### Task statement
When the line containing "Query: potted flowering plant" appears in the data below, begin copying there and stop only after the line containing "Task: point to the metal bar".

### Material for this task
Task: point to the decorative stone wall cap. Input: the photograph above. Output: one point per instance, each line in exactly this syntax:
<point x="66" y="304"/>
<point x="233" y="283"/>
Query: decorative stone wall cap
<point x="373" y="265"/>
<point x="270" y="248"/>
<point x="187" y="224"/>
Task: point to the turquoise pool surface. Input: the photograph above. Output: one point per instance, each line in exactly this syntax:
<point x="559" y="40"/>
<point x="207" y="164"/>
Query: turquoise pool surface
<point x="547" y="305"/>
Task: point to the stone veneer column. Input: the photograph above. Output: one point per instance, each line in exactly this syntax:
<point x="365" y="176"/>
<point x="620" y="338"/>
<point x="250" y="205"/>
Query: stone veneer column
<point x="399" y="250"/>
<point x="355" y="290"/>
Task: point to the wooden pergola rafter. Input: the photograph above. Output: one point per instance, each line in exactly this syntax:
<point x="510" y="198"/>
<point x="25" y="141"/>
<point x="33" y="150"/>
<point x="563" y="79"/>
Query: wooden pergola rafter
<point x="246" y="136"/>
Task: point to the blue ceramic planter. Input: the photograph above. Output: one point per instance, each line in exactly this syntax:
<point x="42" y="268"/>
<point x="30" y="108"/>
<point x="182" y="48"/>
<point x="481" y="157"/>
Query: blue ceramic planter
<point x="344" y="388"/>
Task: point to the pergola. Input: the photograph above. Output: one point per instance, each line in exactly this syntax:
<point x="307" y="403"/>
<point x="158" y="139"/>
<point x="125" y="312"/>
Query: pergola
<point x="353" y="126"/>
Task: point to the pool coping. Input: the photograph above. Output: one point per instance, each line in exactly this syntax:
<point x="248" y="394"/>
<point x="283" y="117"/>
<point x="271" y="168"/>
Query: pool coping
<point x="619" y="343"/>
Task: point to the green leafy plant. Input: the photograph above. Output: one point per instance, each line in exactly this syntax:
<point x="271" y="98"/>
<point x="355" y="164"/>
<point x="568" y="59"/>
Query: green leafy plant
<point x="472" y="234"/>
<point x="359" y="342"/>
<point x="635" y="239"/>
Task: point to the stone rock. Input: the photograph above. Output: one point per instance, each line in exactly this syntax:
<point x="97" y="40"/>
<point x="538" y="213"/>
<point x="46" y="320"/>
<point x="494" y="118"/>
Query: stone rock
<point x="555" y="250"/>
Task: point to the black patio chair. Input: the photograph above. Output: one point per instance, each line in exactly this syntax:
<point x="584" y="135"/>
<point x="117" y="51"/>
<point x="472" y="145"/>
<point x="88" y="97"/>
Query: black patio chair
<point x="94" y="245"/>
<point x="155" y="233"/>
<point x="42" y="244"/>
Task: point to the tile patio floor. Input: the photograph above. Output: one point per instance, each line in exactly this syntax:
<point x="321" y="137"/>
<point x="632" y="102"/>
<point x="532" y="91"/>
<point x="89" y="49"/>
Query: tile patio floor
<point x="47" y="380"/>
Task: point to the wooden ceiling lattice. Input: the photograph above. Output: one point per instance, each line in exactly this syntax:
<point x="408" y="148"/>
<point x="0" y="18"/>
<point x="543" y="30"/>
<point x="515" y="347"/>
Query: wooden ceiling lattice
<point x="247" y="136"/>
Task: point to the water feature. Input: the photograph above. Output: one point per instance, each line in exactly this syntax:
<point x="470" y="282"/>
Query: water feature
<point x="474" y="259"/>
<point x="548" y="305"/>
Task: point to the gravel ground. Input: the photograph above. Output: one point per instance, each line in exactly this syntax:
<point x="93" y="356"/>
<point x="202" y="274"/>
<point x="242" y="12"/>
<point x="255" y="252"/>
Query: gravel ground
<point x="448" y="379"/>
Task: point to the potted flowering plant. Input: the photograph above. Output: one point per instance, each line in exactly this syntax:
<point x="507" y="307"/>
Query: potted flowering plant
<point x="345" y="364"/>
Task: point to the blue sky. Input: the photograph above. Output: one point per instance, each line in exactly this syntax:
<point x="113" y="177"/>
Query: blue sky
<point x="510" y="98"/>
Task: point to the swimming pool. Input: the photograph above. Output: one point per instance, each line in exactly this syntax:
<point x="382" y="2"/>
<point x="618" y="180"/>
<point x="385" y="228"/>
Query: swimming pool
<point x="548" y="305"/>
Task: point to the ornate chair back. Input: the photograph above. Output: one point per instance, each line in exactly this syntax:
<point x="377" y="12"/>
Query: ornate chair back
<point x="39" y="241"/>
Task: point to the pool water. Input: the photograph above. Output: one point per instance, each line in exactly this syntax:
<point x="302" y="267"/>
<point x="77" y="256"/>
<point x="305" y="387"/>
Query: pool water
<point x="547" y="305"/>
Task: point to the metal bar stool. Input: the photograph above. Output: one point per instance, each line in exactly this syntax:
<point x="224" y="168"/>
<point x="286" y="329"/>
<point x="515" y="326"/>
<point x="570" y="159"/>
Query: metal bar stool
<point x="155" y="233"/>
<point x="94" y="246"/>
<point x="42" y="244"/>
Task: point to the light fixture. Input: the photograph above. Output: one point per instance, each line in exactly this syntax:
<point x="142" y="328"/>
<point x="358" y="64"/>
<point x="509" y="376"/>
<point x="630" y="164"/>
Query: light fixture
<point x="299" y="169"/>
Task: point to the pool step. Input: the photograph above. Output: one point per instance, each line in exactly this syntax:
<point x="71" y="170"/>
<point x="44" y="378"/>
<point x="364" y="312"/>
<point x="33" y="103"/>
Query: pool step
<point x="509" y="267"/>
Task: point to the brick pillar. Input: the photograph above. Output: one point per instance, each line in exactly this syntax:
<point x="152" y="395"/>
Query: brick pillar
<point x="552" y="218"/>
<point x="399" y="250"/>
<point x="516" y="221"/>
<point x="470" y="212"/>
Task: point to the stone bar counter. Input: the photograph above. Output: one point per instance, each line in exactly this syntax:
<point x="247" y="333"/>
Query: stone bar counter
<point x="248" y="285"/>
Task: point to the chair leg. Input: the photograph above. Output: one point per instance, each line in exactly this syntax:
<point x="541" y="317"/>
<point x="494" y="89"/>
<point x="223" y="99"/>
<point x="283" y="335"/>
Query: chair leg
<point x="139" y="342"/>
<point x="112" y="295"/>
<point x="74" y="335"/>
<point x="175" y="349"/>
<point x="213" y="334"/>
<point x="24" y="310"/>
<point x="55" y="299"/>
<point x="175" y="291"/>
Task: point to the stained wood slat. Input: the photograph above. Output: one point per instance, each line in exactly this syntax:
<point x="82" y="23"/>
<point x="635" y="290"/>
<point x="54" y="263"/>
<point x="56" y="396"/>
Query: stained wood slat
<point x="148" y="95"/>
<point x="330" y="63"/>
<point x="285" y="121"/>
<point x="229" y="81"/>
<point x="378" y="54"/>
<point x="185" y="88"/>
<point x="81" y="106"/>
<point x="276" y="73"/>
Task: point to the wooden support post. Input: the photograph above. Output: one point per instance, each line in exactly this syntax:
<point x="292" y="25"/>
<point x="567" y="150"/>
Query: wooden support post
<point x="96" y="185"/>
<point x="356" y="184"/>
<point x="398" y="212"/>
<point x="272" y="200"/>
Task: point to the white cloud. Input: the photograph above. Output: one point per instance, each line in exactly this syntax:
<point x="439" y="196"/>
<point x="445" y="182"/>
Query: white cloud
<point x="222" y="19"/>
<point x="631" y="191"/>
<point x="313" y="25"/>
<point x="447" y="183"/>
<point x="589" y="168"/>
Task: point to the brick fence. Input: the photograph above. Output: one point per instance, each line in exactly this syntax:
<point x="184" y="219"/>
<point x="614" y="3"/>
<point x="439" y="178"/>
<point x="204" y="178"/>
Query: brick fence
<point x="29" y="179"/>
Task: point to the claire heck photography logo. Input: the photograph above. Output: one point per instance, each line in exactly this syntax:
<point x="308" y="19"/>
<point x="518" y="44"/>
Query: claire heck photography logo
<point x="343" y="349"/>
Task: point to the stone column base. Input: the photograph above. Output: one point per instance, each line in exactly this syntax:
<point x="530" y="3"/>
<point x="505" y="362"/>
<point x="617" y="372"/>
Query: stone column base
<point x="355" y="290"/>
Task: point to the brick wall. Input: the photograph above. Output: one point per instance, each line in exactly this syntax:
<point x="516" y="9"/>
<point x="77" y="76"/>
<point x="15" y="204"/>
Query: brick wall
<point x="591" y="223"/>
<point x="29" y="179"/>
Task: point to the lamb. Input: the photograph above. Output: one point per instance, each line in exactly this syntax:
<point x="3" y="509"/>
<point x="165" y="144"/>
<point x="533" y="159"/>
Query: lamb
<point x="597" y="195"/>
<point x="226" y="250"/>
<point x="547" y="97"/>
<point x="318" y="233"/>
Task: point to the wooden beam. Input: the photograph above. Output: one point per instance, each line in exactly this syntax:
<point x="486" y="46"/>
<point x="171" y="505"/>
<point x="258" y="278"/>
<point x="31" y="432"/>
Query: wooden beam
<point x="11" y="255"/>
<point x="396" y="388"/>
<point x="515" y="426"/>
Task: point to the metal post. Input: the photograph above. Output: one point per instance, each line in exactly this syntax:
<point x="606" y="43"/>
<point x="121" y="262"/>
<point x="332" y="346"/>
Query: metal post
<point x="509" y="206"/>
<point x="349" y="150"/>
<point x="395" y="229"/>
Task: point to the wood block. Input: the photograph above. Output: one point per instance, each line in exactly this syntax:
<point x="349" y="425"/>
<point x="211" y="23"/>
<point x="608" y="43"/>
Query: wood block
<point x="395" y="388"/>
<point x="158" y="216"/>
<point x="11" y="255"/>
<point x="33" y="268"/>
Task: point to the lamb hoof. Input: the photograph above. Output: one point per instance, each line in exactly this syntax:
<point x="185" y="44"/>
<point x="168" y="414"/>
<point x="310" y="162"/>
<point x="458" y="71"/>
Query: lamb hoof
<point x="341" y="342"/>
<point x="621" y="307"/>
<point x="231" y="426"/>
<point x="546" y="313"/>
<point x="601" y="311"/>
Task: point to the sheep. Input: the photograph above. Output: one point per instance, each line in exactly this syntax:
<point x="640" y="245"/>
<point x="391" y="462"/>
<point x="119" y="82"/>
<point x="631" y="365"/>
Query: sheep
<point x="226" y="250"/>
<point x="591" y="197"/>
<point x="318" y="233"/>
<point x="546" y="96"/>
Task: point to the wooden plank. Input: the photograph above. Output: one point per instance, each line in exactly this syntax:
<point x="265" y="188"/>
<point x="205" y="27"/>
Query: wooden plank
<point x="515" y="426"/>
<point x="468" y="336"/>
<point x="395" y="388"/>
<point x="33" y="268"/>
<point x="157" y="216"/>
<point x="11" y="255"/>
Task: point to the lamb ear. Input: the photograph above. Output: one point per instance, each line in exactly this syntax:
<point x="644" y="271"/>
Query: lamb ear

### Response area
Query: potted flowering plant
<point x="345" y="364"/>
Task: point to the blue sky. Input: the photograph above. Output: one point per instance, each line in exactly this syntax:
<point x="113" y="177"/>
Query: blue sky
<point x="510" y="98"/>
Task: point to the swimming pool. Input: the photograph above. Output: one point per instance, each line in exactly this syntax:
<point x="382" y="2"/>
<point x="618" y="180"/>
<point x="385" y="228"/>
Query: swimming pool
<point x="548" y="305"/>
Task: point to the ornate chair back. Input: the photograph above. Output: one point per instance, each line in exactly this syntax:
<point x="377" y="12"/>
Query: ornate chair back
<point x="39" y="241"/>
Task: point to the pool water. Input: the photograph above. Output: one point per instance, each line in exactly this syntax:
<point x="302" y="267"/>
<point x="77" y="256"/>
<point x="305" y="387"/>
Query: pool water
<point x="547" y="305"/>
Task: point to the metal bar stool. Input: the photograph above. Output: one point per instance, each line in exactly this syntax:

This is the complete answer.